## [TRECHO SELECIONADO]
= = = =
A dinâmica de distribuição dos equipamentos de armazenamento de água sem planejamento, apontam especialistas, favorece o clientelismo, cria abismos entre municípios, inverte prioridades e aprofunda o problema secular da indústria da seca.

Na série de reportagens Política da Seca, a Folha de S.Paulo percorreu cinco estados do Nordeste e flagrou efeitos dessa distorção no dia a dia de moradores ignorados pelas emendas e pelas estatais, com famílias que muitas vezes têm que escolher entre a compra de comida e de um garrafão de água.

Em âmbito federal, a distribuição de cisternas e perfuração de poços é feita por órgãos como a Codevasf (Companhia de Desenvolvimento dos Vales do São Francisco e do Parnaíba) e o Dnocs (Departamento Nacional de Obras Contra as Secas), ambos entregues a líderes do centrão por Jair Bolsonaro (PL) e mantidos com esses mesmos dirigentes pelo presidente Lula (PT).

Em geral, o planejamento é deixado em segundo plano. São os chamados “barões da água”, políticos com influência em Brasília, que definem o destino dos recursos por meio de emendas, turbinadas nos últimos anos. Os equipamentos são escolhidos a partir de um catálogo, como uma espécie de “loja de políticos”.

“Isso é talvez uma das maiores evidências da permanência desse modelo clientelista no Brasil. E não é aquele clientelismo que não é menos danoso, mas ocorre na esfera local e causa um esvaziamento de uma agenda mais propositiva. É num nível nacional”, afirma a cientista política Priscila Lapa, professora da Universidade Federal de Pernambuco.

As distorções nos investimentos são ainda mais graves em regiões como a do semiárido brasileiro, região que inclui parte dos estados do Nordeste e o norte de Minas Gerais.

Conforme explica o engenheiro agrônomo João Suassuna, especialista em hidrologia e pesquisador da Fundação Joaquim Nabuco, o cenário de escassez demanda uma gestão eficiente dos recursos hídricos e dos investimentos públicos.

“A água é um recurso finito, sua busca tem que ser planejada e seu uso deve ser feito com a parcimônia devida. É preciso que essa pouca água que existe seja bem distribuída para uso da população”, afirma.

O pesquisador destaca que a região Nordeste possui cerca de 70 mil represas com um potencial de armazenar 37 bilhões de metros cúbicos de água, o que representa o maior volume represado em região de semiárido do mundo.

A prioridade, afirma, deveria ser a criação de uma infraestrutura para que essa água seja distribuída de forma bem planejada. Mas, em geral, o que prevalece são as demandas paroquiais de parte dos políticos, que nem sempre vão ao encontro das necessidades de determinada região.
= = = =
## [DADOS FORNECIDOS]
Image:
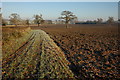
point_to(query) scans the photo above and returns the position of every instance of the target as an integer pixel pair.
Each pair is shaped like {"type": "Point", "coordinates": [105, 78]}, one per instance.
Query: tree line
{"type": "Point", "coordinates": [66, 17]}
= = = =
## [EXERCÍCIO ESCRITO 1]
Segundo o trecho sobre a política da seca, quantas represas existem na região Nordeste?
## [EXERCÍCIO ESCRITO 2]
Diga se cada afirmação abaixo está de acordo com o trecho sobre a política da seca, citando as palavras que decidem a resposta.
(a) A Folha de S.Paulo percorreu cinco estados do Nordeste.
(b) Priscila Lapa é professora da Universidade Federal da Bahia.
(c) O semiárido brasileiro inclui o norte de Minas Gerais.
## [EXERCÍCIO ESCRITO 3]
Por favor, escreva a continuação do trecho sobre a política da seca a partir da última frase.

## [RESPOSTA 1]
Cerca de 70 mil.

## [RESPOSTA 2]
(a) Sim: "percorreu cinco estados do Nordeste".
(b) Não: "professora da Universidade Federal de Pernambuco".
(c) Sim: "região que inclui parte dos estados do Nordeste e o norte de Minas Gerais".

## [RESPOSTA 3]
Um exemplo, mostrado nas reportagens da Folha, é a aquisição de reservatórios com baixa capacidade de armazenamento, que demandam o abastecimento recorrente com carros-pipa para que famílias tenham água nos períodos de seca.

“Temos um histórico de maus políticos que costumam governar com o sofrimento e a miséria do povo. Essa questão do carro-pipa, em que o abastecimento depende das prefeituras, é uma coisa cruel. Tem muito prefeito que não abastece as casas de quem não votou nele”, afirma Suassuna.

A indústria da seca foi definida pelo economista paraibano Celso Furtado (1920-2004) como um modelo de enfrentamento aos efeitos da estiagem que tem como consequência o enriquecimento da elite econômica agrária e a manutenção do poder de parte dos líderes políticos da região.

O próprio conceito de Nordeste como uma região do Brasil surge atrelado à questão hídrica, conforme aponta o historiador Durval Muniz de Albuquerque Júnior no livro “A Invenção do Nordeste e Outras Artes”.

A expressão aparece pela primeira vez em um documento público brasileiro em 1919, quando foi instaurada a Inspetoria Federal de Obras contra as Secas, na gestão do presidente Delfim Moreira. O órgão foi criado em resposta à estiagem de 1915, cujos efeitos perduraram nos anos seguintes.

A partir da década de 1920, políticos e intelectuais, dentre os quais se destacava o sociólogo Gilberto Freyre, passaram a trabalhar o conceito de Nordeste do ponto de vista político e cultural.

No governo Juscelino Kubitschek, nos anos 1950, Celso Furtado capitaneou a criação da Sudene (Superintendência do Desenvolvimento do Nordeste), autarquia voltada para o desenvolvimento regional. A criação do Nordeste no formato atual, com nove estados, só seria oficializada em 1970.

Ao longo das últimas décadas, a questão hídrica esteve no epicentro das decisões políticas para o desenvolvimento do Nordeste. Foram realizadas grandes obras de sistemas de armazenamento e abastecimento de água, muitas delas sob a marca de suspeitas de corrupção.

Em 2005, Lula decidiu fazer da transposição do rio São Francisco a sua principal obra de recursos hídricos na região. Alvo de controvérsia desde a época de sua concepção, o projeto consumiu mais de R$ 16 bilhões e atualmente é objeto de um jogo de empurra entre União e estados para o custeio do sistema.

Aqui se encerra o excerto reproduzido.